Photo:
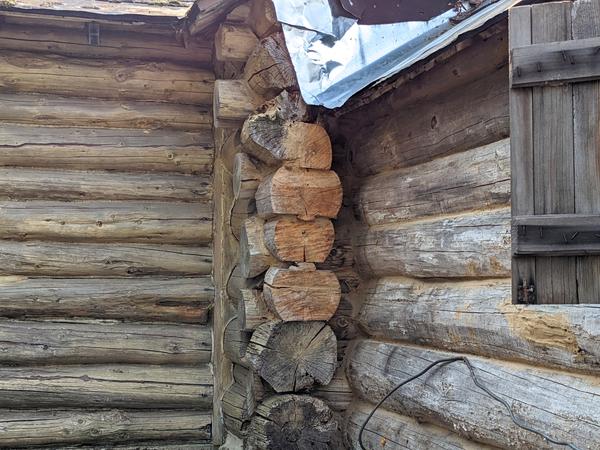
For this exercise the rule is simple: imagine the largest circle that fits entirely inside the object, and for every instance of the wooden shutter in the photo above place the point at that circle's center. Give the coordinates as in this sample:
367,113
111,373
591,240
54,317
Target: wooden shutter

====

Goal of the exercise. The records above are to be repeated exactly, apart from their pictures.

Exercise response.
Photo:
For this exercise the rule is simple: imagine the largest circle that fits entirely inside the object, and for every instance of the wooden shutter in the photo above place the point at that circle's center. Give the coordinates as in this sample:
367,113
111,373
591,240
54,317
Target: wooden shutter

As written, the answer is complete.